## Provided records
+++++

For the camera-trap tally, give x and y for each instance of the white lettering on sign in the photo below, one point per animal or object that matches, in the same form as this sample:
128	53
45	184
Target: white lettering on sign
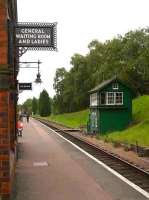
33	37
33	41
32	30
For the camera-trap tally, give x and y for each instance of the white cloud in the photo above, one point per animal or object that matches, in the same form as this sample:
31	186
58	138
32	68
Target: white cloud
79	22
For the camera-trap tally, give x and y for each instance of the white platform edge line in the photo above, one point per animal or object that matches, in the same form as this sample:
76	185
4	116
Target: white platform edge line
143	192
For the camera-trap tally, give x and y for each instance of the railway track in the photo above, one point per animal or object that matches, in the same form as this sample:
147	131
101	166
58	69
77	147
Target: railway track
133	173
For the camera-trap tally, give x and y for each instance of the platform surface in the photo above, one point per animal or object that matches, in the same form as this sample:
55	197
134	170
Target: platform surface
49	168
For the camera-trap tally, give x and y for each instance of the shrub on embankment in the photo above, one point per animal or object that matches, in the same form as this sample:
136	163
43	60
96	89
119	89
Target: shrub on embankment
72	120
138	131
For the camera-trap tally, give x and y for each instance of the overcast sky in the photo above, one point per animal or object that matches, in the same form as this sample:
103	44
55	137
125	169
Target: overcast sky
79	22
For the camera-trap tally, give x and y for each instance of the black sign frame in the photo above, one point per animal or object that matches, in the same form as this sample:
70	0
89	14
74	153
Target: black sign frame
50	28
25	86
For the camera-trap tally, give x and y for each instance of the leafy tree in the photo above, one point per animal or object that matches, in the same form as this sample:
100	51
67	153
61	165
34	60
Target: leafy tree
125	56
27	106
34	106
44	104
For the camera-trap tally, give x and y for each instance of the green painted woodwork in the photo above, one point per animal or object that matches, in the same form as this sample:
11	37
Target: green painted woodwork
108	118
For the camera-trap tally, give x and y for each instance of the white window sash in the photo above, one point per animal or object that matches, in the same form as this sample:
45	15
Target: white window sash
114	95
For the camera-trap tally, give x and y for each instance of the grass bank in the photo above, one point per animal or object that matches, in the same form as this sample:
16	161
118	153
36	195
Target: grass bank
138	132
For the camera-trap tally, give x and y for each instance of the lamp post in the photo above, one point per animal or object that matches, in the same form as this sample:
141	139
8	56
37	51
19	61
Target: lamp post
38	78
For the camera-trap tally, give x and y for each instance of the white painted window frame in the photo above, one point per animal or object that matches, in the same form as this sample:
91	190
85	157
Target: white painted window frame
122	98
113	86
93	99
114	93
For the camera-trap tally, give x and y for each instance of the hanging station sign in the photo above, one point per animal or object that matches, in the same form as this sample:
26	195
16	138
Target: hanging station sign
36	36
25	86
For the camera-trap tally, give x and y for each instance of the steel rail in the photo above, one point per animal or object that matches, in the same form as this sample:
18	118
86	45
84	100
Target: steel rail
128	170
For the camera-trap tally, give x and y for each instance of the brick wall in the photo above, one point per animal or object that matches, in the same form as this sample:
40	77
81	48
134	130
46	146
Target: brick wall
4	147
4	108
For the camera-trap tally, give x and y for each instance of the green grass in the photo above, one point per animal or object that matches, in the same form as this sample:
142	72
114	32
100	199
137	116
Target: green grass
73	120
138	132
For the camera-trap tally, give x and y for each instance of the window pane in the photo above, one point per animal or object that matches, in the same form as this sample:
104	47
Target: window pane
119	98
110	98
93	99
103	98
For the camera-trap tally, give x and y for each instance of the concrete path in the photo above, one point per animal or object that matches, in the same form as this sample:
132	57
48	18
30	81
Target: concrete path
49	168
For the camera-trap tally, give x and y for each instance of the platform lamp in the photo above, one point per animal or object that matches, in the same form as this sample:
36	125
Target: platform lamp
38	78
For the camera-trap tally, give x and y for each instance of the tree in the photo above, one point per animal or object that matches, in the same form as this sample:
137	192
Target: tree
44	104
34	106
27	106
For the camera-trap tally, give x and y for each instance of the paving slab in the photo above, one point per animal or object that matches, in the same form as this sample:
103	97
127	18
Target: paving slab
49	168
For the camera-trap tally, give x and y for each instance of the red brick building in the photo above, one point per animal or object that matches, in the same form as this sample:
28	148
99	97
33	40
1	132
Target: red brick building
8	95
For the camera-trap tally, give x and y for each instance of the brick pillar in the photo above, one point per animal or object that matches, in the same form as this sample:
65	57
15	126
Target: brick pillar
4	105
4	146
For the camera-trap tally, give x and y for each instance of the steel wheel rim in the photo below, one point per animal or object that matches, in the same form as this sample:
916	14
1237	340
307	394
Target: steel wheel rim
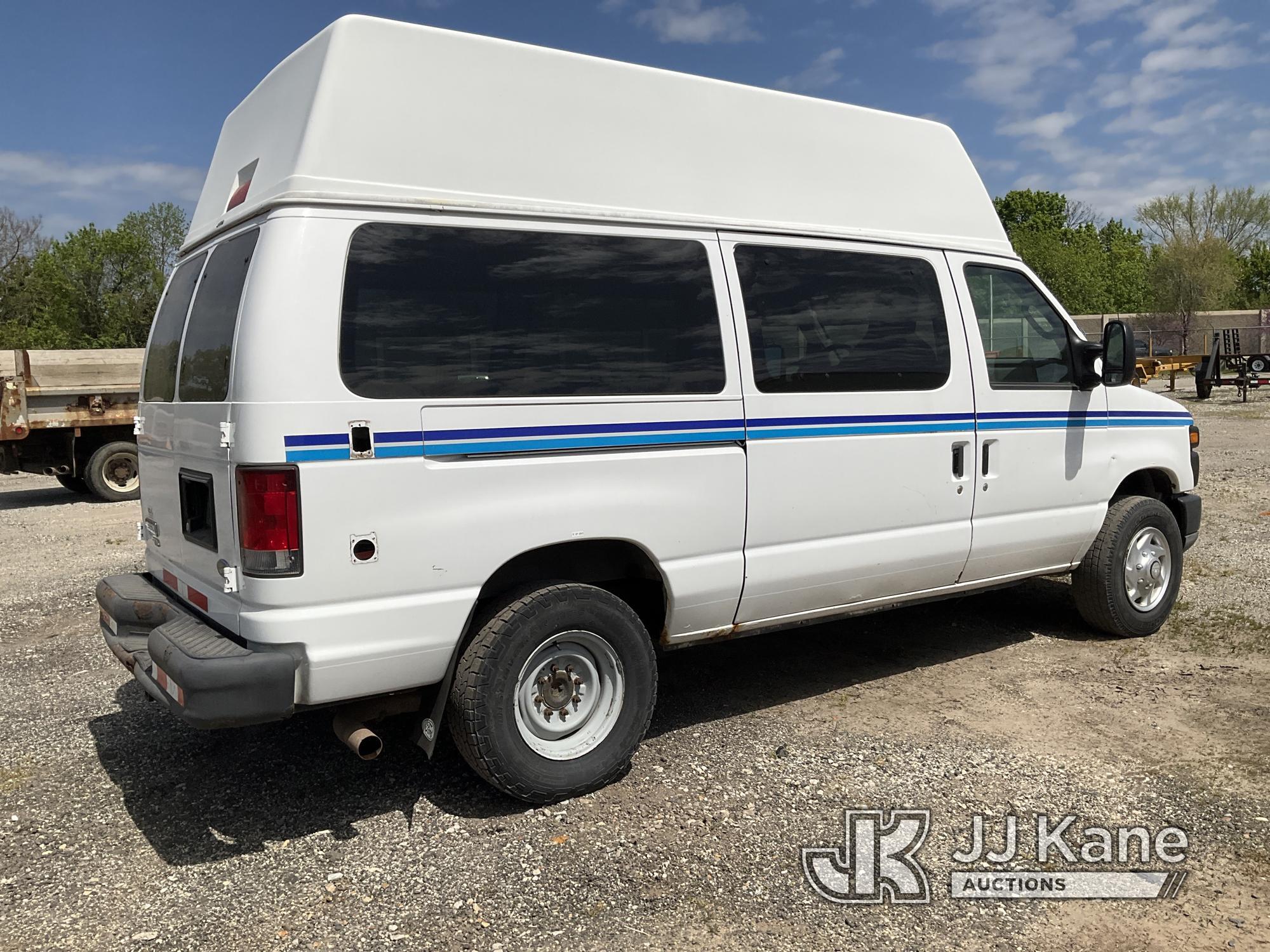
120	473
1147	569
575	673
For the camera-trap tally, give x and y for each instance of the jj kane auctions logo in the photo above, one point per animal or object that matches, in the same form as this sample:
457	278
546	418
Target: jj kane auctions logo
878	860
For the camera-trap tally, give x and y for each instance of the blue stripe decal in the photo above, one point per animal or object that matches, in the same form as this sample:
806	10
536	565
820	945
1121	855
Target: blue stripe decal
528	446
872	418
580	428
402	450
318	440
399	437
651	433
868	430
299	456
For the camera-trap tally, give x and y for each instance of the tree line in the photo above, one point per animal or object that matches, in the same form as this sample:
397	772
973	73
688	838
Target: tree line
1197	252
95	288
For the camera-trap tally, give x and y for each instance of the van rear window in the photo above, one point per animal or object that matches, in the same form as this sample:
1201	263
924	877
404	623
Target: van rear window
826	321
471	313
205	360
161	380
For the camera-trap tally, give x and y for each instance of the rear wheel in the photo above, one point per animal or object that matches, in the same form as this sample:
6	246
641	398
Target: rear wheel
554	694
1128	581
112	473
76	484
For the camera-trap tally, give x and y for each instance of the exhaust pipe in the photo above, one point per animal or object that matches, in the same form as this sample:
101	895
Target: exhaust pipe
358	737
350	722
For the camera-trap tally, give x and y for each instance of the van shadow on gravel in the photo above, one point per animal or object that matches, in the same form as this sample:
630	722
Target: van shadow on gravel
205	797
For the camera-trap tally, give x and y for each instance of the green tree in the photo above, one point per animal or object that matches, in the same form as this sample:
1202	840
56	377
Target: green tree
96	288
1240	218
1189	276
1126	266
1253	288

+++++

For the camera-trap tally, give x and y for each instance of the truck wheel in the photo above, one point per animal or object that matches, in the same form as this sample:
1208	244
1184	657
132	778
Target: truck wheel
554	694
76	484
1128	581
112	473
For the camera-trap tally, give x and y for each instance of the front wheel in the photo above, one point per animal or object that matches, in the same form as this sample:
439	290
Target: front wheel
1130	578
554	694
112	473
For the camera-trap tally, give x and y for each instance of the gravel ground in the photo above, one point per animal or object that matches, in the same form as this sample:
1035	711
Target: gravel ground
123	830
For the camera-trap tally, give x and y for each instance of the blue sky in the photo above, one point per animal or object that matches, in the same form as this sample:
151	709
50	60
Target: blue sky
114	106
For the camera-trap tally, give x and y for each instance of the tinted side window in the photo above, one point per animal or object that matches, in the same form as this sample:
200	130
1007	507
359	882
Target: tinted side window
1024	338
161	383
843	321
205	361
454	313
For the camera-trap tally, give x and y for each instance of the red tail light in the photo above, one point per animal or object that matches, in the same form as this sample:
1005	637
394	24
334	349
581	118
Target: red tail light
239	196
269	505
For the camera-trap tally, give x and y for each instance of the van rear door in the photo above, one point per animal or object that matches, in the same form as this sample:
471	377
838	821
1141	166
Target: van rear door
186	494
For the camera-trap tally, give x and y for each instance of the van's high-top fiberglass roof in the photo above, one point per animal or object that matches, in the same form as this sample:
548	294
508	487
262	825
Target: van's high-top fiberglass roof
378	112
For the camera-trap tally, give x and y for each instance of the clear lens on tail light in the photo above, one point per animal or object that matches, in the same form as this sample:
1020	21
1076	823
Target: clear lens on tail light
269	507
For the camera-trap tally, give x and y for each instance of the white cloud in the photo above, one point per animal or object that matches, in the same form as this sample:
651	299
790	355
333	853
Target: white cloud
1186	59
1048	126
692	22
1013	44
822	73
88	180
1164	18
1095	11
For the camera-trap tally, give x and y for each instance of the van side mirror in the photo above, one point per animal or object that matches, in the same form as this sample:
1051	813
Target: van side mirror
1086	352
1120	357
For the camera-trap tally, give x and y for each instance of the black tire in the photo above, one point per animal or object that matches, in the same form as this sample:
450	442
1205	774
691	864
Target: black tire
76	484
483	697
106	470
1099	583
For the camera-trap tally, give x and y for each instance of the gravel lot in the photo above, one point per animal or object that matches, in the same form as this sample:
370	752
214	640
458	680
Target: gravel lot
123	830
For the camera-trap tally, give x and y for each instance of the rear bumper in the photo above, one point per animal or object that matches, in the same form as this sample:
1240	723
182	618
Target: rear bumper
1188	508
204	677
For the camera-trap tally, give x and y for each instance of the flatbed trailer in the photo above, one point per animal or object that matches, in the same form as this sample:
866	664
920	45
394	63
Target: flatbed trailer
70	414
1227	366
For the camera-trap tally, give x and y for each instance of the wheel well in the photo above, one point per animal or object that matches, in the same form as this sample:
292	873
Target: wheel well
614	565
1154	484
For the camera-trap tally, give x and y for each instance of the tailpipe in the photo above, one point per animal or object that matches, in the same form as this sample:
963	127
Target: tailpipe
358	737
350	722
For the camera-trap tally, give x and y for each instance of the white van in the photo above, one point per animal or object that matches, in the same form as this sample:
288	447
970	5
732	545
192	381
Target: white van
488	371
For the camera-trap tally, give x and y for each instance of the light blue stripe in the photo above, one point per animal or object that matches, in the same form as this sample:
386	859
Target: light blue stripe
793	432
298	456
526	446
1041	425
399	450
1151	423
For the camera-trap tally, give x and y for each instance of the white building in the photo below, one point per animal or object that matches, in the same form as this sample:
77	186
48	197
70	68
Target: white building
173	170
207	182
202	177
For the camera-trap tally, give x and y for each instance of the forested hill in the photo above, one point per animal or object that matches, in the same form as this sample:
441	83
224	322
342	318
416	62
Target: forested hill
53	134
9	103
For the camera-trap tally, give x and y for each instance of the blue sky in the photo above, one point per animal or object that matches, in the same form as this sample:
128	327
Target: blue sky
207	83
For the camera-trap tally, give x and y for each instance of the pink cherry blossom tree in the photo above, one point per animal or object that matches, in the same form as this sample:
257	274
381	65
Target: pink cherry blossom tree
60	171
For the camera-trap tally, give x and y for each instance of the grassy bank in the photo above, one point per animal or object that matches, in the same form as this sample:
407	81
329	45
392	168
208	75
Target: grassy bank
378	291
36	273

+++++

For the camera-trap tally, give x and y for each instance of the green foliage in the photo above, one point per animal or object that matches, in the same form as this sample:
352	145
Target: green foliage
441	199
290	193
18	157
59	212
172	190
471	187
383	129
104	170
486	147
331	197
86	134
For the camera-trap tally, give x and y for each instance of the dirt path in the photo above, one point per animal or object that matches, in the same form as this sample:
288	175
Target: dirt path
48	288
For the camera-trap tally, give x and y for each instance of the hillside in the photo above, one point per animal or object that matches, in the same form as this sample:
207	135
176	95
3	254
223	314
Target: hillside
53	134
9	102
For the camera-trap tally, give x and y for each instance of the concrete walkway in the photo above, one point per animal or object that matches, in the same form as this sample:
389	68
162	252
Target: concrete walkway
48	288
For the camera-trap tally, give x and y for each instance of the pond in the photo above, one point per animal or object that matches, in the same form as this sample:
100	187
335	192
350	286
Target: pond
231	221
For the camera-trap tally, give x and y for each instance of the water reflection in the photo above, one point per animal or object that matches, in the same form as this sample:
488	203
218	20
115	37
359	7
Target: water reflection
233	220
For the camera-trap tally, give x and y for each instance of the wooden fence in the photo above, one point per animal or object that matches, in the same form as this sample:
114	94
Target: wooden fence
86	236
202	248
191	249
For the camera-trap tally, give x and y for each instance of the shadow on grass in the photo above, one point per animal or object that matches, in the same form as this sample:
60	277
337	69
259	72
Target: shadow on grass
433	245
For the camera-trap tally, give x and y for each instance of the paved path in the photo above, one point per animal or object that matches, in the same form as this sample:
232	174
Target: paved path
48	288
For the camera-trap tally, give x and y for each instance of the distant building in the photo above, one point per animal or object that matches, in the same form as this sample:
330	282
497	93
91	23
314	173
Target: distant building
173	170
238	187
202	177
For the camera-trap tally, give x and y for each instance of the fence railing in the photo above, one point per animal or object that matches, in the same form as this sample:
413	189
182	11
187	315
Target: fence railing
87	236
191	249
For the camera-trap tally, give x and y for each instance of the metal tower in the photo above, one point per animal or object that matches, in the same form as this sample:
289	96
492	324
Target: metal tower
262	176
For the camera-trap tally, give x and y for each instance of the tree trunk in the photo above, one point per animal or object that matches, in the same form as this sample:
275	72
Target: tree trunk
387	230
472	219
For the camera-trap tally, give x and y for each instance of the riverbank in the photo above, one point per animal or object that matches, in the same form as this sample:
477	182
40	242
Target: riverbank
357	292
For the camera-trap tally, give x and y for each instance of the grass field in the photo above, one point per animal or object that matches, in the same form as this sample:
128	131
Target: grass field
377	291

+++++

## What to do
Copy out every line in the records above that contains the word "bumper". Case matters, so skip any line where the letters differ in capitalization.

## Solution for this problem
For the camera-trap tally, give x and y for each instance of the rear bumper in the photo above, one point per animal or object that matches, in the same form as this sample:
Target: rear bumper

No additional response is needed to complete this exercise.